* [Passage to read]
※
Panama’s construction industry will end 2025 with growth nearly identical to the previous year, reflecting a significant stall. The sector’s performance was hampered by work stoppages on residential housing projects, operational adjustments, and administrative delays that limited its dynamism throughout the year. This stagnation occurred even as the broader national economy maintained a recovery trajectory with an estimated Gross Domestic Product (GDP) growth close to four percent.
Alejandro Ferrer Solis, president of the Panamanian Chamber of Construction, confirmed the sector’s flat performance this week. He explained that while the overall economy is recovering, construction has experienced only cyclical and moderate activity without any meaningful expansion compared to 2024. Data from the National Institute of Statistics and Census (Panama) supports this view, showing accumulated GDP for the first half of the year reached a preliminary growth figure of 4.3 percent. The construction sector barely managed to sustain itself at levels similar to the previous year during that same period.
“The sectorial brake was marked by several factors,” Ferrer stated. [Translated from Spanish]
He detailed a confluence of challenges that created a perfect storm for the industry. Labor paralyses and operational adjustments between April and May interrupted critical projects. These disruptions affected supply chains and measurably reduced overall productivity. The state also accumulated delays in paying its obligations, particularly those related to fiscal credits for preferential interest. That situation created severe liquidity pressures for developers, contractors, and banks alike. A persistent backlog in housing incentives further limited the full reactivation of residential and commercial projects.
※
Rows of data
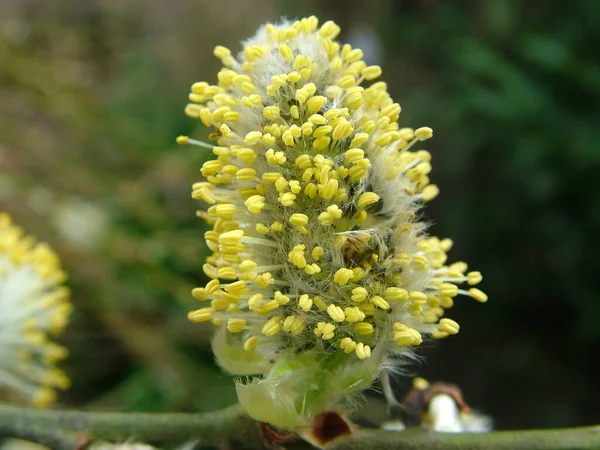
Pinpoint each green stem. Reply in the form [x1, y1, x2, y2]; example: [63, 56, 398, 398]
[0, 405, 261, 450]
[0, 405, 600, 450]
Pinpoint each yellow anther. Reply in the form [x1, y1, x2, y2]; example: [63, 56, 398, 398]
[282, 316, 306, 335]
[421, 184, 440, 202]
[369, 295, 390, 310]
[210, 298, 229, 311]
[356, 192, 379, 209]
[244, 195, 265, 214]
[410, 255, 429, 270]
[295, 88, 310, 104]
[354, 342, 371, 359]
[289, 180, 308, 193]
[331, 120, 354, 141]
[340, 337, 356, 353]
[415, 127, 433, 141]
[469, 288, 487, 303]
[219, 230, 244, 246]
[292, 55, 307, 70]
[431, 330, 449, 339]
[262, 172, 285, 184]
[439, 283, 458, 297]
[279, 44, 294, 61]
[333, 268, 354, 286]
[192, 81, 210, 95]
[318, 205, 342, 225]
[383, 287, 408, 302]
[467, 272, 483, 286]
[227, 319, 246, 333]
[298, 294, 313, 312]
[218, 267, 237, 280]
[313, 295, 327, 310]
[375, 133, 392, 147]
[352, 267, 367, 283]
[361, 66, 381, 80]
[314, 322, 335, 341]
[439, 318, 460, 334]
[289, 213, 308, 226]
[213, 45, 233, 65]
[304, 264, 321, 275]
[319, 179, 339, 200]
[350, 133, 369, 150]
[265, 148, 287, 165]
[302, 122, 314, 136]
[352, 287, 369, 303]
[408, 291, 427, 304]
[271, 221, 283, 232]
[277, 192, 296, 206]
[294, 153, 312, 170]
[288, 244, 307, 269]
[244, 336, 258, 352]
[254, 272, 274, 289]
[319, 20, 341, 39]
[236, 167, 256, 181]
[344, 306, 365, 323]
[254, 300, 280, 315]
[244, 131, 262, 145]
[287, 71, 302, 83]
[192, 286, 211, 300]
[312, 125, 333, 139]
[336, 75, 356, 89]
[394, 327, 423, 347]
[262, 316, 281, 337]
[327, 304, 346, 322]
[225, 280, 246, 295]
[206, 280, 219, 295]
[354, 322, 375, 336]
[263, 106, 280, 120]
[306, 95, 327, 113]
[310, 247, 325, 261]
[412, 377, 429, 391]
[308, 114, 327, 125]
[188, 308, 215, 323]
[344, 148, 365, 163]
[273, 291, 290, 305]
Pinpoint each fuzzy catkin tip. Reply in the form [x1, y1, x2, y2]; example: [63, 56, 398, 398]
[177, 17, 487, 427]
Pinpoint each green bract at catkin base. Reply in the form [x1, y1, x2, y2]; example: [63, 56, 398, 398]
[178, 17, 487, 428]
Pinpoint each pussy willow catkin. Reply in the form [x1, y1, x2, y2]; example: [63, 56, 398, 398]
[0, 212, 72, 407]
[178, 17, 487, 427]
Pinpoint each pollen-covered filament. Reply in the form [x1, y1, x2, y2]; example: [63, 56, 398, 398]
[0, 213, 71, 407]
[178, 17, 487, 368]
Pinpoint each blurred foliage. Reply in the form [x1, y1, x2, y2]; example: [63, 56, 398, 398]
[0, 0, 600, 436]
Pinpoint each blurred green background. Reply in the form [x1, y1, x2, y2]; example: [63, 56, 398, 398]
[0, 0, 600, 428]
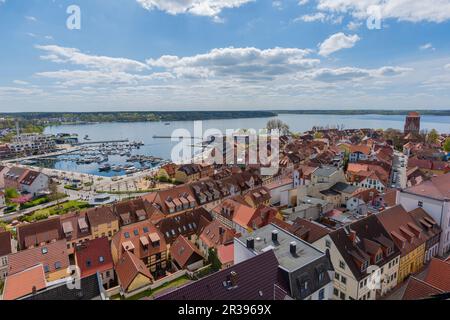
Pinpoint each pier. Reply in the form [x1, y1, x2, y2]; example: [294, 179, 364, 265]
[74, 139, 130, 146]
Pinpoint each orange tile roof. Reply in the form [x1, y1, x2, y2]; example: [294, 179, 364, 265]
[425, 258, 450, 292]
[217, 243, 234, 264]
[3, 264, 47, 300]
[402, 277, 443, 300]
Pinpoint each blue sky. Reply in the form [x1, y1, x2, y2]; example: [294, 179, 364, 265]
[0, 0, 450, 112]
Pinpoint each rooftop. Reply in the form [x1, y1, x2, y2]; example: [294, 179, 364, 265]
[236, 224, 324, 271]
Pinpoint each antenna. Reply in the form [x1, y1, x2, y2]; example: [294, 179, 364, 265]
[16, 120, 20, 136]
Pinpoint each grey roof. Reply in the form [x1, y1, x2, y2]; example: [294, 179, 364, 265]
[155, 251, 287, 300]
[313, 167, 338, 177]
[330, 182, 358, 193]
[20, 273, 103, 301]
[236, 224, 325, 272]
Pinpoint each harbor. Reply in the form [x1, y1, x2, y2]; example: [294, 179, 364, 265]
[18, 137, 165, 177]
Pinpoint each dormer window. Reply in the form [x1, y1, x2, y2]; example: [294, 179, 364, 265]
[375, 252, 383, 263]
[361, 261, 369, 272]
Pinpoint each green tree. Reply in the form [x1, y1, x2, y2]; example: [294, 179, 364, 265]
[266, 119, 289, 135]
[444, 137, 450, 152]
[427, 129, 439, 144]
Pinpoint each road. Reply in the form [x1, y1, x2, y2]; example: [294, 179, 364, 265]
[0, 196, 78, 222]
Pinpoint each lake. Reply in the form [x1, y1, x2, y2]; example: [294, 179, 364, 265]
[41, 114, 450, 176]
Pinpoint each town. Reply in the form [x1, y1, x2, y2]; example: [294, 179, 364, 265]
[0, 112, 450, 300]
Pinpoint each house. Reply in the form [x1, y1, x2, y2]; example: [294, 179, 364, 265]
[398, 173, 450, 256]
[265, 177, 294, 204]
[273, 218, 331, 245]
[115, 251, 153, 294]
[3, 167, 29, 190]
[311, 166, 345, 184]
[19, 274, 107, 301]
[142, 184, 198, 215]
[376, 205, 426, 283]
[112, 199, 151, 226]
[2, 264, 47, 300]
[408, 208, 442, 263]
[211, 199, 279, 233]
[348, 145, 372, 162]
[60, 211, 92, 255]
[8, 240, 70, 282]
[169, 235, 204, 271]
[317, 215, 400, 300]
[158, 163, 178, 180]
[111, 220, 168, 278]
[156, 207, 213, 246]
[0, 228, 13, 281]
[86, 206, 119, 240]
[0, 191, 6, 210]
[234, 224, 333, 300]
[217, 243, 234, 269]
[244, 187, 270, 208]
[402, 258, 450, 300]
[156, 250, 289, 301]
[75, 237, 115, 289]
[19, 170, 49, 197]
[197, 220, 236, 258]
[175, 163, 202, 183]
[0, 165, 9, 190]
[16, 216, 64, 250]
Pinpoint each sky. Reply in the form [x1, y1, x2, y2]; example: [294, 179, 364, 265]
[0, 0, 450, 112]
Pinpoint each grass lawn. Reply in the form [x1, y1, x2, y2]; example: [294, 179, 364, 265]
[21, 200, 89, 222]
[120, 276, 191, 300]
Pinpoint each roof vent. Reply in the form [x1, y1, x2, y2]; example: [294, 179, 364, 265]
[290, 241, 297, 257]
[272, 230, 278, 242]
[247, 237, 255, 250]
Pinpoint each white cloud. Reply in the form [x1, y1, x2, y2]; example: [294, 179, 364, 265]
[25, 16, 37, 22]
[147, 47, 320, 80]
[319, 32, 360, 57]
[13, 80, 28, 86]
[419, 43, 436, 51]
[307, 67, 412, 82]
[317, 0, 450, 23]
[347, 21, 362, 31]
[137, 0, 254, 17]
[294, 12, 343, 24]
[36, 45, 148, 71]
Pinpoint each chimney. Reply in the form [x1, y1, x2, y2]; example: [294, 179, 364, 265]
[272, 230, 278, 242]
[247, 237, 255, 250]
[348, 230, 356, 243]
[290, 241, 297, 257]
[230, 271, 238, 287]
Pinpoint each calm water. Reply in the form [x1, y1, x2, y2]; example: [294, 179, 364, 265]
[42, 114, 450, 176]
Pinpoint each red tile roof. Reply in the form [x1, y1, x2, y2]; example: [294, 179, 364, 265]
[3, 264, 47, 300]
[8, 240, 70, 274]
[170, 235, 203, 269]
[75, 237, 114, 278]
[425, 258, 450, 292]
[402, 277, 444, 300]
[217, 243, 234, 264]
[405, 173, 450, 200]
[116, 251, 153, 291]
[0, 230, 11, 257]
※
* [Complete the following]
- 1) Which rows contain the word "green", with case matching exactly? Pull each of them out in full.
- 2) Could you write what comes next in the article on Panama's construction sector, picking up right after its final sentence?
These rows have no connection to the article on Panama's construction sector.

* [Answer set]
- 1)
Pinpoint each green stem. Reply in the form [x1, y1, x2, y2]; example: [63, 56, 398, 398]
Pinpoint each green bract at catkin base. Reply in the form [x1, y1, x2, y2]; example: [63, 56, 398, 398]
Pinpoint each blurred green background. Reply in the form [x1, y1, x2, y2]; example: [63, 56, 398, 398]
Pinpoint each green tree. Reply in the form [x1, y1, x2, y2]; example: [294, 179, 364, 265]

- 2)
Investment Figures Reflect Sector Contraction
The financial data reveals the tangible impact of these headwinds. The total value of both residential and non-residential construction and repairs from January through September this year reported a decline of 2.1 percent. It fell from 743.08 million dollars in the same period of 2024 to 727.13 million dollars in the first nine months of 2025. Residential housing construction bore the brunt of this contraction.
Approximately 454.57 million dollars of the total construction value in the last nine months corresponded to residential housing. That figure represents a sharp 12.4 percent decrease compared to the 518.95 million dollars generated in the same months last year. The downturn was not evenly distributed geographically. The value of residential construction plummeted by 65.9 percent in Colon. It fell 63.6 percent in the area encompassing Aguadulce, Chitre, David, La Chorrera, and Santiago. Arraijan experienced the most severe drop at 82.7 percent.
This widespread decline directly reflects the sector’s contraction due to uncertainties surrounding the Preferential Interest Law. The mid-year paralysis of mortgage loans for bank-subsidized housing brought many projects to a standstill. The industry is now seeing a potential turnaround. Ferrer pointed to a confirmed reactivation of financing for homes under the Preferential Interest Law by the Panama Banking Association toward the third quarter. This development has allowed numerous projects paralyzed between 2024 and 2025 to resume their progress.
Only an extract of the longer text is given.